- **Material**
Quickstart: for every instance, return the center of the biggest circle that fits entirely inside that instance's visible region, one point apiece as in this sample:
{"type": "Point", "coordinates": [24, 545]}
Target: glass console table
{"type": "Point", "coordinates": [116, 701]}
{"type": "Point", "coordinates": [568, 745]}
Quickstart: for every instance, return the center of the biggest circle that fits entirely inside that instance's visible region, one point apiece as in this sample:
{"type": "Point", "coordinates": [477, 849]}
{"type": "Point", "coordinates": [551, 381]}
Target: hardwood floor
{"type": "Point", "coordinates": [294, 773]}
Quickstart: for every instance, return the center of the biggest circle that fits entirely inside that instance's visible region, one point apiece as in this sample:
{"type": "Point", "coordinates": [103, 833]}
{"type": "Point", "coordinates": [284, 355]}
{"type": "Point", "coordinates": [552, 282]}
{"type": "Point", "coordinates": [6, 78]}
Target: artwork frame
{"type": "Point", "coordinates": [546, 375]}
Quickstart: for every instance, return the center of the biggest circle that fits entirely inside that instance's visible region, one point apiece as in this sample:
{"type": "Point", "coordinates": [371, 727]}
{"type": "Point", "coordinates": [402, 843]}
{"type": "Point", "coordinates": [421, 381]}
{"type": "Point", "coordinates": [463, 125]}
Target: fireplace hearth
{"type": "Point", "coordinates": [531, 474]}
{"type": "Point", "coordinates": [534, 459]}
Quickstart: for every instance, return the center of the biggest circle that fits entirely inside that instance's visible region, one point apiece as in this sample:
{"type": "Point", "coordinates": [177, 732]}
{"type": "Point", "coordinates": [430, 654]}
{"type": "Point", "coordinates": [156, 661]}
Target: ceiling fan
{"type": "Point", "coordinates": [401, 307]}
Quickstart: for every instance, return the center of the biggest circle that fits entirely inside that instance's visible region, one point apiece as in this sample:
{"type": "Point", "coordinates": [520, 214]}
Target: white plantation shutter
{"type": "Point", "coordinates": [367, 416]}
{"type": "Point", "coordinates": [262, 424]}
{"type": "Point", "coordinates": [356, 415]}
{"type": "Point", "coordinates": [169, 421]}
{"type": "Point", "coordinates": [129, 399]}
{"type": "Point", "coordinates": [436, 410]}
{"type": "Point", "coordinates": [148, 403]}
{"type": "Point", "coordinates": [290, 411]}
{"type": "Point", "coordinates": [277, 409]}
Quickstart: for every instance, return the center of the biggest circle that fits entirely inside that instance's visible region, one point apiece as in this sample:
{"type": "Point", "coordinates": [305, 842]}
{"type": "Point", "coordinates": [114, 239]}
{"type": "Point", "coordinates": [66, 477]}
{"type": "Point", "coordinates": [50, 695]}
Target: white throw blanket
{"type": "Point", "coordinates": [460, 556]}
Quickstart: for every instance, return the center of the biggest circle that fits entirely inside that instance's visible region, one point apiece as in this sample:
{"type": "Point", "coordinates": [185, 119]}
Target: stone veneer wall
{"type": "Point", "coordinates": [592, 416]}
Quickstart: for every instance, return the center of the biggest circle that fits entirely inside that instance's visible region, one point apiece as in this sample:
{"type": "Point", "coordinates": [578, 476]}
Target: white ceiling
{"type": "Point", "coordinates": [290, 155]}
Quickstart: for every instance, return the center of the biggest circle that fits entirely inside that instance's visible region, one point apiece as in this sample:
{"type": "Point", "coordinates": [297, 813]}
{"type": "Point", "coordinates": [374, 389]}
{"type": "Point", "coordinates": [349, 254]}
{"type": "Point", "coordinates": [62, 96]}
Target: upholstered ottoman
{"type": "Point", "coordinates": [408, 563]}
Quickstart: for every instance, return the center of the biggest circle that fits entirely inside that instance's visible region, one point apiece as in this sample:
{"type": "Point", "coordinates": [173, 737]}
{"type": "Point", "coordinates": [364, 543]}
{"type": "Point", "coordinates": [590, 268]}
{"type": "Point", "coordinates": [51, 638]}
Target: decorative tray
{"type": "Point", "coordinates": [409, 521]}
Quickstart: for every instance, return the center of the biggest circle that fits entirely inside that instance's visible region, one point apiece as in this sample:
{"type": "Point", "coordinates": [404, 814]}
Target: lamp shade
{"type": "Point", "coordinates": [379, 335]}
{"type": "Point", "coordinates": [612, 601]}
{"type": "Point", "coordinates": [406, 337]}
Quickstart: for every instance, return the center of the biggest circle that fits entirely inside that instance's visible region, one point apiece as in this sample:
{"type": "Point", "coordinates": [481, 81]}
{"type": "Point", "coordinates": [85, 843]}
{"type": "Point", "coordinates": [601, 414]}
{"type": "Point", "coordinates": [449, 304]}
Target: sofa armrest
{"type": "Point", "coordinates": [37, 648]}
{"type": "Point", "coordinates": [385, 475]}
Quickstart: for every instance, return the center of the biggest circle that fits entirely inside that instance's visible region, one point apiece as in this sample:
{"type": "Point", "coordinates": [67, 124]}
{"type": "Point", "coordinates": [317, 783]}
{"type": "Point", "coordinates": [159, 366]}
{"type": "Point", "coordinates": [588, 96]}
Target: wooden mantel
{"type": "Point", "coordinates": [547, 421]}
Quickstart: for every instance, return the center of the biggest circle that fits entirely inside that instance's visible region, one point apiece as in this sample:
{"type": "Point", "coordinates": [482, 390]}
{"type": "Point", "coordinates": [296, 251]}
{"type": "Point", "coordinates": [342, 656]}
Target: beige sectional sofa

- **Stated goal**
All of the entries must be written out exactly as they stand.

- **Task response**
Quickstart: for every instance, return the center of the biggest circle that fits entirely inside that instance's visible region, one point apiece as in this sample:
{"type": "Point", "coordinates": [24, 545]}
Target: glass console table
{"type": "Point", "coordinates": [116, 701]}
{"type": "Point", "coordinates": [568, 745]}
Quickstart: for every instance, return the center of the biggest circle that fits entirely inside that instance's visible region, one point apiece as in this sample:
{"type": "Point", "coordinates": [477, 849]}
{"type": "Point", "coordinates": [551, 381]}
Target: hardwood floor
{"type": "Point", "coordinates": [294, 773]}
Quickstart: for every instance, return the center of the biggest circle that fits entirely inside that instance's visible region, one point apiece as in this sample:
{"type": "Point", "coordinates": [103, 833]}
{"type": "Point", "coordinates": [284, 355]}
{"type": "Point", "coordinates": [552, 282]}
{"type": "Point", "coordinates": [6, 78]}
Target: artwork frame
{"type": "Point", "coordinates": [546, 375]}
Quickstart: for every instance, return the center of the biggest circle that fits entirely inside that instance's visible region, one point apiece as in this sample:
{"type": "Point", "coordinates": [371, 727]}
{"type": "Point", "coordinates": [402, 843]}
{"type": "Point", "coordinates": [421, 381]}
{"type": "Point", "coordinates": [463, 125]}
Target: fireplace hearth
{"type": "Point", "coordinates": [531, 474]}
{"type": "Point", "coordinates": [534, 459]}
Quickstart: for every instance, return the center of the biggest circle that fits entirely inside that instance's visible region, one point apiece as in this sample:
{"type": "Point", "coordinates": [177, 732]}
{"type": "Point", "coordinates": [430, 654]}
{"type": "Point", "coordinates": [156, 661]}
Target: ceiling fan
{"type": "Point", "coordinates": [401, 307]}
Quickstart: for every instance, return the center of the biggest circle that fits entirely inside that instance's visible region, one point apiece as in this sample:
{"type": "Point", "coordinates": [520, 214]}
Target: white plantation shutter
{"type": "Point", "coordinates": [367, 416]}
{"type": "Point", "coordinates": [262, 424]}
{"type": "Point", "coordinates": [356, 415]}
{"type": "Point", "coordinates": [169, 421]}
{"type": "Point", "coordinates": [129, 399]}
{"type": "Point", "coordinates": [436, 410]}
{"type": "Point", "coordinates": [148, 403]}
{"type": "Point", "coordinates": [290, 411]}
{"type": "Point", "coordinates": [277, 409]}
Quickstart: for every instance, return the center of the biggest circle that fits entirely inside that instance's visible region, one point apiece as in this sample:
{"type": "Point", "coordinates": [305, 842]}
{"type": "Point", "coordinates": [114, 239]}
{"type": "Point", "coordinates": [66, 477]}
{"type": "Point", "coordinates": [50, 695]}
Target: white throw blanket
{"type": "Point", "coordinates": [460, 556]}
Quickstart: for every instance, return the center of the biggest circle that fits entirely inside that instance's visible region, one point apiece as in this sample:
{"type": "Point", "coordinates": [185, 119]}
Target: stone veneer wall
{"type": "Point", "coordinates": [592, 416]}
Quickstart: for every instance, return the center of the biggest circle that fits entirely inside that instance's visible region, one point apiece as in this sample:
{"type": "Point", "coordinates": [578, 476]}
Target: white ceiling
{"type": "Point", "coordinates": [290, 155]}
Quickstart: for every instance, return the center of the biggest circle that fits entirely inside that instance's visible region, one point apiece as in this sample:
{"type": "Point", "coordinates": [297, 813]}
{"type": "Point", "coordinates": [374, 389]}
{"type": "Point", "coordinates": [349, 254]}
{"type": "Point", "coordinates": [62, 96]}
Target: upholstered ottoman
{"type": "Point", "coordinates": [408, 563]}
Quickstart: for every instance, return the center of the biggest circle that fits entirely inside that instance's visible region, one point apiece as in this sample:
{"type": "Point", "coordinates": [173, 737]}
{"type": "Point", "coordinates": [364, 543]}
{"type": "Point", "coordinates": [590, 268]}
{"type": "Point", "coordinates": [51, 638]}
Target: decorative tray
{"type": "Point", "coordinates": [409, 521]}
Quickstart: for every instance, return the center of the biggest circle that fits entirely inside that instance's visible region, one point apiece as in this sample:
{"type": "Point", "coordinates": [404, 814]}
Target: lamp shade
{"type": "Point", "coordinates": [379, 335]}
{"type": "Point", "coordinates": [612, 601]}
{"type": "Point", "coordinates": [406, 337]}
Quickstart: for every instance, return the center of the biggest circle that fits entirely inside that instance's visible region, one point apiece as in this sample:
{"type": "Point", "coordinates": [481, 81]}
{"type": "Point", "coordinates": [85, 843]}
{"type": "Point", "coordinates": [601, 414]}
{"type": "Point", "coordinates": [449, 304]}
Target: sofa armrest
{"type": "Point", "coordinates": [37, 648]}
{"type": "Point", "coordinates": [385, 475]}
Quickstart: for every instance, return the center of the biggest circle that fits entirely inside that instance's visible region, one point apiece as in this sample:
{"type": "Point", "coordinates": [67, 124]}
{"type": "Point", "coordinates": [317, 783]}
{"type": "Point", "coordinates": [159, 366]}
{"type": "Point", "coordinates": [588, 96]}
Target: wooden mantel
{"type": "Point", "coordinates": [547, 421]}
Quickstart: for every instance, return the center of the biggest circle that fits entirely inside that instance's visible region, one point apiece as in this sample:
{"type": "Point", "coordinates": [482, 390]}
{"type": "Point", "coordinates": [296, 251]}
{"type": "Point", "coordinates": [342, 656]}
Target: beige sectional sofa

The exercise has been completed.